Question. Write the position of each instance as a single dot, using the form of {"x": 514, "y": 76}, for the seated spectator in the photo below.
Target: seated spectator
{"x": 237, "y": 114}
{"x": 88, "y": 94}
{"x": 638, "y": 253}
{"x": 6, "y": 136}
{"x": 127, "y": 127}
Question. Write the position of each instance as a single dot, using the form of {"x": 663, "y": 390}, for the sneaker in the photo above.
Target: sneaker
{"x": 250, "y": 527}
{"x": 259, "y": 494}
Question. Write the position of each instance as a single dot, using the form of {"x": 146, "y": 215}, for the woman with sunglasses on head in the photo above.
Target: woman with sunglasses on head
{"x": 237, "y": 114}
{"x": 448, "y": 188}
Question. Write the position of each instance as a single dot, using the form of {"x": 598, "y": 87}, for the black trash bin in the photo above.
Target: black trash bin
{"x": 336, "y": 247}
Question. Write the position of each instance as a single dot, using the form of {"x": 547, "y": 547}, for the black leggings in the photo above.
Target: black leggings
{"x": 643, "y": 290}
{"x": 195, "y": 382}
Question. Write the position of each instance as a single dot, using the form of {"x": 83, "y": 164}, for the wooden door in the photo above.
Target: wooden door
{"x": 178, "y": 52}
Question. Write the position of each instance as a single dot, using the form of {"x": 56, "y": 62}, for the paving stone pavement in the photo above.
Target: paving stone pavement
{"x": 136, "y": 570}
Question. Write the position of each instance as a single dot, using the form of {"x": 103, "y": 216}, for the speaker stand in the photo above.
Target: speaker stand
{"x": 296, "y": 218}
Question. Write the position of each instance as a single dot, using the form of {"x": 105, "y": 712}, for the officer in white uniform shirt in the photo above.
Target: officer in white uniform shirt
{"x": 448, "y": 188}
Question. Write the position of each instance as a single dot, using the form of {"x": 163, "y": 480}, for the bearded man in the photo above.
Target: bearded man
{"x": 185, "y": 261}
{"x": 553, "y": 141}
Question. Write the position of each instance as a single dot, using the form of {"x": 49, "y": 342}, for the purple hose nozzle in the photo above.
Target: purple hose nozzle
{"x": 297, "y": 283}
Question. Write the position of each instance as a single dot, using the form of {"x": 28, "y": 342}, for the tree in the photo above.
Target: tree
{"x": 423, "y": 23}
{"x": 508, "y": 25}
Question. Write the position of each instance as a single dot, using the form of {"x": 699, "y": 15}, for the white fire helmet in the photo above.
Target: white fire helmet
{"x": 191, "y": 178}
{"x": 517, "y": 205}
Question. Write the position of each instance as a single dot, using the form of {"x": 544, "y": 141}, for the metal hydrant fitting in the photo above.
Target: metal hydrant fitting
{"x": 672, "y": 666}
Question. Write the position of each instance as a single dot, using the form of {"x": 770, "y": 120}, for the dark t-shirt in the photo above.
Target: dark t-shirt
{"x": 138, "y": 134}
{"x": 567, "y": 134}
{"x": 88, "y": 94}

# Problem statement:
Please render the data from the line with "t-shirt in the photo above." up to and including the last line of the data as a Markdown table with columns No. and Line, one numbered row per line and blank lines omitted.

# Output for this exercise:
| No. | Line |
|---|---|
| 1 | Question. Write the position of each instance as a single dot, using the form of {"x": 770, "y": 120}, for the dark t-shirt in the photo above. |
| 2 | Target: dark t-shirt |
| 3 | {"x": 138, "y": 134} |
| 4 | {"x": 567, "y": 134} |
| 5 | {"x": 88, "y": 94} |